* [Problem]
Could you update the records below by replacing "stone column" with "stone pillar" everywhere it occurs and leaving everything else unchanged?

* [Data supplied]
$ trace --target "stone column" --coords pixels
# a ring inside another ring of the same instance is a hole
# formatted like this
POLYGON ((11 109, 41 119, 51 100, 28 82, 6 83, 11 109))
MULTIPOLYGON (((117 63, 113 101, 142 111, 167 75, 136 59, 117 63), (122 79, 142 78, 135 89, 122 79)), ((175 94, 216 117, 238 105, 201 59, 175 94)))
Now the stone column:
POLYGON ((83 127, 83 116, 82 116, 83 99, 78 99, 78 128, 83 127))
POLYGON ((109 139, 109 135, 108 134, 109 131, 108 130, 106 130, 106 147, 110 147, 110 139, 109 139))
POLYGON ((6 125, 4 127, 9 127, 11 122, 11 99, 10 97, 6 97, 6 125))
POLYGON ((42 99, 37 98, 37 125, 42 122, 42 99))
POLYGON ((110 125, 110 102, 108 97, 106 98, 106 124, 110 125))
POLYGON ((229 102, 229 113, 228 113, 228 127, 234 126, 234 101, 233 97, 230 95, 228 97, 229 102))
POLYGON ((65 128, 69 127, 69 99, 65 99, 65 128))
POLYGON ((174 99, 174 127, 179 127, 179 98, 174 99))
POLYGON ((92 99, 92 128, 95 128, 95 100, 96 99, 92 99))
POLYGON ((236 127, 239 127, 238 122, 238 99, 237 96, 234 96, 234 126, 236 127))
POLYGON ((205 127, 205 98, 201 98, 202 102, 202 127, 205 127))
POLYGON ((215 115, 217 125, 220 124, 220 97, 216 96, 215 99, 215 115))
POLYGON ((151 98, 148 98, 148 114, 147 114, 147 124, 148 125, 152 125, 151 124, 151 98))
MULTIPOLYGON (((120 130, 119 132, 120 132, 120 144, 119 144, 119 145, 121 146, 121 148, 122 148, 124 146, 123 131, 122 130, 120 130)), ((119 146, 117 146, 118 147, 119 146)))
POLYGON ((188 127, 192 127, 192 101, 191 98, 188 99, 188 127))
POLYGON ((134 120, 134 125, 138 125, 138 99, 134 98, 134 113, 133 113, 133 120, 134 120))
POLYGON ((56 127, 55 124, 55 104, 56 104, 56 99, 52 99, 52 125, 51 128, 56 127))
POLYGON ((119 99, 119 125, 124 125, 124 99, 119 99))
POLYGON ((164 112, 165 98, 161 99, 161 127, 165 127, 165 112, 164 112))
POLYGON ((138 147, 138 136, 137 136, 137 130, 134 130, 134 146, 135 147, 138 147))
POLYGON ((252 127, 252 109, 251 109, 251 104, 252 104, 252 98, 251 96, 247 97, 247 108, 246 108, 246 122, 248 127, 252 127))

* [Response]
$ trace --target "stone pillar" --coords pixels
# a ring inside another ring of the same instance is a hole
# formatted like this
POLYGON ((11 109, 41 119, 51 100, 28 82, 6 83, 11 109))
MULTIPOLYGON (((117 63, 113 101, 142 111, 167 75, 136 59, 117 63), (122 79, 142 78, 135 89, 122 79)), ((175 94, 216 117, 238 105, 201 59, 175 94)))
Now the stone pillar:
POLYGON ((83 127, 83 116, 82 116, 83 99, 78 99, 78 128, 83 127))
POLYGON ((109 139, 109 135, 108 134, 109 131, 108 130, 106 130, 106 147, 110 147, 110 139, 109 139))
POLYGON ((6 125, 4 127, 9 127, 11 122, 11 99, 10 97, 6 97, 6 125))
POLYGON ((42 99, 37 98, 37 125, 42 122, 42 99))
POLYGON ((110 125, 110 102, 108 97, 106 98, 106 124, 110 125))
POLYGON ((229 102, 229 113, 228 113, 228 127, 234 126, 234 101, 233 97, 230 95, 228 97, 229 102))
POLYGON ((65 128, 69 127, 69 99, 65 99, 65 128))
POLYGON ((174 99, 174 127, 179 127, 179 98, 174 99))
POLYGON ((92 99, 92 128, 95 128, 95 100, 96 99, 92 99))
POLYGON ((236 127, 239 127, 238 122, 238 99, 237 96, 234 96, 234 126, 236 127))
POLYGON ((205 127, 205 98, 201 98, 202 102, 202 127, 205 127))
POLYGON ((215 115, 217 125, 220 124, 220 97, 216 96, 215 99, 215 115))
POLYGON ((151 98, 148 98, 148 114, 147 114, 147 124, 148 125, 152 125, 151 124, 151 98))
MULTIPOLYGON (((120 130, 119 132, 120 132, 120 144, 119 144, 119 145, 121 146, 121 148, 122 148, 124 146, 123 131, 122 130, 120 130)), ((119 146, 117 146, 118 147, 119 146)))
POLYGON ((188 127, 192 127, 192 101, 191 98, 188 99, 188 127))
POLYGON ((134 120, 134 125, 138 125, 138 99, 134 98, 134 113, 133 113, 133 120, 134 120))
POLYGON ((56 127, 55 124, 55 104, 56 104, 56 99, 52 99, 52 125, 51 128, 56 127))
POLYGON ((119 99, 119 125, 124 125, 124 99, 119 99))
POLYGON ((164 112, 165 98, 161 99, 161 127, 165 127, 165 112, 164 112))
POLYGON ((138 147, 138 136, 137 136, 137 130, 134 130, 134 146, 135 147, 138 147))
POLYGON ((252 127, 252 109, 251 109, 251 104, 252 104, 252 98, 251 96, 247 97, 247 108, 246 108, 246 122, 248 127, 252 127))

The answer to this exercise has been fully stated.